Short problem
Please count the lines below that contain the word "pink" and give only the number.

Given information
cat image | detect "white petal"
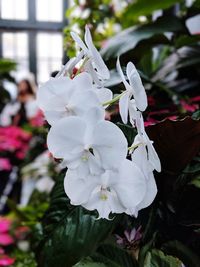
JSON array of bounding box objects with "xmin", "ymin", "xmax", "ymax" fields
[
  {"xmin": 85, "ymin": 25, "xmax": 110, "ymax": 80},
  {"xmin": 64, "ymin": 170, "xmax": 98, "ymax": 205},
  {"xmin": 68, "ymin": 90, "xmax": 102, "ymax": 116},
  {"xmin": 95, "ymin": 88, "xmax": 113, "ymax": 108},
  {"xmin": 71, "ymin": 32, "xmax": 88, "ymax": 54},
  {"xmin": 47, "ymin": 117, "xmax": 86, "ymax": 158},
  {"xmin": 84, "ymin": 59, "xmax": 103, "ymax": 87},
  {"xmin": 73, "ymin": 72, "xmax": 93, "ymax": 93},
  {"xmin": 44, "ymin": 110, "xmax": 67, "ymax": 125},
  {"xmin": 145, "ymin": 132, "xmax": 161, "ymax": 172},
  {"xmin": 83, "ymin": 187, "xmax": 125, "ymax": 219},
  {"xmin": 92, "ymin": 121, "xmax": 128, "ymax": 169},
  {"xmin": 119, "ymin": 92, "xmax": 129, "ymax": 124},
  {"xmin": 126, "ymin": 62, "xmax": 147, "ymax": 111},
  {"xmin": 112, "ymin": 159, "xmax": 146, "ymax": 209},
  {"xmin": 137, "ymin": 172, "xmax": 157, "ymax": 211},
  {"xmin": 37, "ymin": 77, "xmax": 71, "ymax": 111},
  {"xmin": 116, "ymin": 57, "xmax": 131, "ymax": 91}
]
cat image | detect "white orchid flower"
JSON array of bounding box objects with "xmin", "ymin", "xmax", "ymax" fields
[
  {"xmin": 117, "ymin": 58, "xmax": 147, "ymax": 124},
  {"xmin": 129, "ymin": 134, "xmax": 160, "ymax": 215},
  {"xmin": 132, "ymin": 130, "xmax": 161, "ymax": 174},
  {"xmin": 71, "ymin": 25, "xmax": 110, "ymax": 83},
  {"xmin": 47, "ymin": 108, "xmax": 127, "ymax": 176},
  {"xmin": 64, "ymin": 159, "xmax": 146, "ymax": 219},
  {"xmin": 37, "ymin": 73, "xmax": 104, "ymax": 125}
]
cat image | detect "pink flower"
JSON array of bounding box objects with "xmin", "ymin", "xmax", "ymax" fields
[
  {"xmin": 0, "ymin": 255, "xmax": 15, "ymax": 266},
  {"xmin": 0, "ymin": 233, "xmax": 14, "ymax": 246},
  {"xmin": 190, "ymin": 95, "xmax": 200, "ymax": 102},
  {"xmin": 0, "ymin": 158, "xmax": 12, "ymax": 172},
  {"xmin": 180, "ymin": 100, "xmax": 199, "ymax": 112},
  {"xmin": 0, "ymin": 220, "xmax": 12, "ymax": 233},
  {"xmin": 29, "ymin": 111, "xmax": 45, "ymax": 127},
  {"xmin": 15, "ymin": 226, "xmax": 30, "ymax": 240}
]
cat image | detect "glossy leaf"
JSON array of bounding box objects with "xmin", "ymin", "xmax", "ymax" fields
[
  {"xmin": 162, "ymin": 241, "xmax": 200, "ymax": 267},
  {"xmin": 123, "ymin": 0, "xmax": 181, "ymax": 21},
  {"xmin": 146, "ymin": 117, "xmax": 200, "ymax": 174},
  {"xmin": 101, "ymin": 17, "xmax": 186, "ymax": 59},
  {"xmin": 144, "ymin": 249, "xmax": 182, "ymax": 267},
  {"xmin": 36, "ymin": 177, "xmax": 116, "ymax": 267},
  {"xmin": 93, "ymin": 244, "xmax": 138, "ymax": 267}
]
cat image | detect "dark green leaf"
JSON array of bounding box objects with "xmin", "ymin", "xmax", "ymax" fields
[
  {"xmin": 144, "ymin": 249, "xmax": 181, "ymax": 267},
  {"xmin": 101, "ymin": 17, "xmax": 185, "ymax": 59},
  {"xmin": 94, "ymin": 244, "xmax": 138, "ymax": 267},
  {"xmin": 37, "ymin": 177, "xmax": 117, "ymax": 267},
  {"xmin": 123, "ymin": 0, "xmax": 182, "ymax": 21},
  {"xmin": 162, "ymin": 241, "xmax": 200, "ymax": 267}
]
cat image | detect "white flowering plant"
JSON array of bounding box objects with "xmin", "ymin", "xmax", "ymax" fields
[
  {"xmin": 37, "ymin": 26, "xmax": 161, "ymax": 222},
  {"xmin": 32, "ymin": 23, "xmax": 200, "ymax": 267}
]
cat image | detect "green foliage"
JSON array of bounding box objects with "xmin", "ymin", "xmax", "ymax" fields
[
  {"xmin": 122, "ymin": 0, "xmax": 182, "ymax": 26},
  {"xmin": 162, "ymin": 241, "xmax": 200, "ymax": 267},
  {"xmin": 73, "ymin": 259, "xmax": 107, "ymax": 267},
  {"xmin": 11, "ymin": 250, "xmax": 37, "ymax": 267},
  {"xmin": 102, "ymin": 16, "xmax": 186, "ymax": 59},
  {"xmin": 64, "ymin": 0, "xmax": 117, "ymax": 57},
  {"xmin": 36, "ymin": 0, "xmax": 200, "ymax": 267},
  {"xmin": 144, "ymin": 249, "xmax": 181, "ymax": 267},
  {"xmin": 93, "ymin": 244, "xmax": 138, "ymax": 267},
  {"xmin": 37, "ymin": 177, "xmax": 117, "ymax": 267},
  {"xmin": 0, "ymin": 59, "xmax": 16, "ymax": 112}
]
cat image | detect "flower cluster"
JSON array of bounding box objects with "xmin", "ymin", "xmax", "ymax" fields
[
  {"xmin": 37, "ymin": 26, "xmax": 161, "ymax": 219},
  {"xmin": 0, "ymin": 126, "xmax": 31, "ymax": 160}
]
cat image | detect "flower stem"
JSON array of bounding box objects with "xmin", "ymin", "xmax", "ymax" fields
[
  {"xmin": 102, "ymin": 91, "xmax": 126, "ymax": 106},
  {"xmin": 75, "ymin": 57, "xmax": 88, "ymax": 76},
  {"xmin": 128, "ymin": 142, "xmax": 142, "ymax": 151}
]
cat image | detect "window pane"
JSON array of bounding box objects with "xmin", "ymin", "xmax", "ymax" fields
[
  {"xmin": 37, "ymin": 33, "xmax": 63, "ymax": 83},
  {"xmin": 0, "ymin": 0, "xmax": 28, "ymax": 20},
  {"xmin": 2, "ymin": 32, "xmax": 29, "ymax": 71},
  {"xmin": 36, "ymin": 0, "xmax": 63, "ymax": 22}
]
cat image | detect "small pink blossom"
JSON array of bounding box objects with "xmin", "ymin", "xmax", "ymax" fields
[
  {"xmin": 29, "ymin": 110, "xmax": 45, "ymax": 127},
  {"xmin": 0, "ymin": 255, "xmax": 15, "ymax": 266},
  {"xmin": 0, "ymin": 220, "xmax": 12, "ymax": 233},
  {"xmin": 116, "ymin": 226, "xmax": 142, "ymax": 249},
  {"xmin": 180, "ymin": 100, "xmax": 199, "ymax": 112},
  {"xmin": 0, "ymin": 233, "xmax": 14, "ymax": 246}
]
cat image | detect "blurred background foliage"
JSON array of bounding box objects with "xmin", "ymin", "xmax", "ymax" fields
[
  {"xmin": 64, "ymin": 0, "xmax": 200, "ymax": 123},
  {"xmin": 0, "ymin": 59, "xmax": 16, "ymax": 112}
]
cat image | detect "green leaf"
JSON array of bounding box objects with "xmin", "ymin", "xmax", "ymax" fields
[
  {"xmin": 101, "ymin": 16, "xmax": 186, "ymax": 59},
  {"xmin": 144, "ymin": 249, "xmax": 181, "ymax": 267},
  {"xmin": 162, "ymin": 241, "xmax": 200, "ymax": 267},
  {"xmin": 36, "ymin": 177, "xmax": 117, "ymax": 267},
  {"xmin": 73, "ymin": 259, "xmax": 108, "ymax": 267},
  {"xmin": 175, "ymin": 35, "xmax": 200, "ymax": 48},
  {"xmin": 123, "ymin": 0, "xmax": 182, "ymax": 21},
  {"xmin": 93, "ymin": 244, "xmax": 138, "ymax": 267}
]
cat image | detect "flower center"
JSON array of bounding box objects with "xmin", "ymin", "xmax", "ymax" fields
[{"xmin": 100, "ymin": 186, "xmax": 110, "ymax": 201}]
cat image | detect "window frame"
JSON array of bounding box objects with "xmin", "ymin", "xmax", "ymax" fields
[{"xmin": 0, "ymin": 0, "xmax": 68, "ymax": 81}]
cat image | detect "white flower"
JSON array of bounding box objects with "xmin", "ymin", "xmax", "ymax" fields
[
  {"xmin": 132, "ymin": 115, "xmax": 161, "ymax": 172},
  {"xmin": 47, "ymin": 108, "xmax": 127, "ymax": 176},
  {"xmin": 37, "ymin": 73, "xmax": 104, "ymax": 125},
  {"xmin": 64, "ymin": 159, "xmax": 146, "ymax": 219},
  {"xmin": 129, "ymin": 135, "xmax": 160, "ymax": 215},
  {"xmin": 117, "ymin": 58, "xmax": 147, "ymax": 124},
  {"xmin": 71, "ymin": 26, "xmax": 110, "ymax": 84},
  {"xmin": 35, "ymin": 176, "xmax": 55, "ymax": 193}
]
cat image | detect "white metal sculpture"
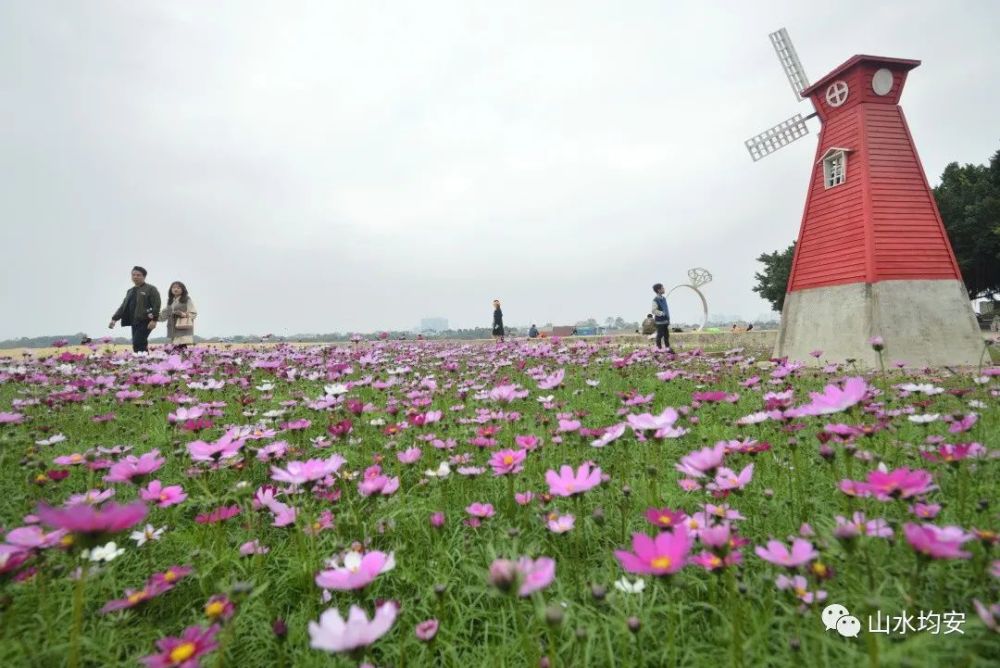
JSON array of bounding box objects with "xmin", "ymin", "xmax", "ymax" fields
[
  {"xmin": 667, "ymin": 267, "xmax": 712, "ymax": 332},
  {"xmin": 743, "ymin": 28, "xmax": 816, "ymax": 162}
]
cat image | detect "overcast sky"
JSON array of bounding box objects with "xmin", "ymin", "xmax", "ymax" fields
[{"xmin": 0, "ymin": 0, "xmax": 1000, "ymax": 339}]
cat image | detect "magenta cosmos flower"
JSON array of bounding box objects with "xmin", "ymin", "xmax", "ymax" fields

Task output
2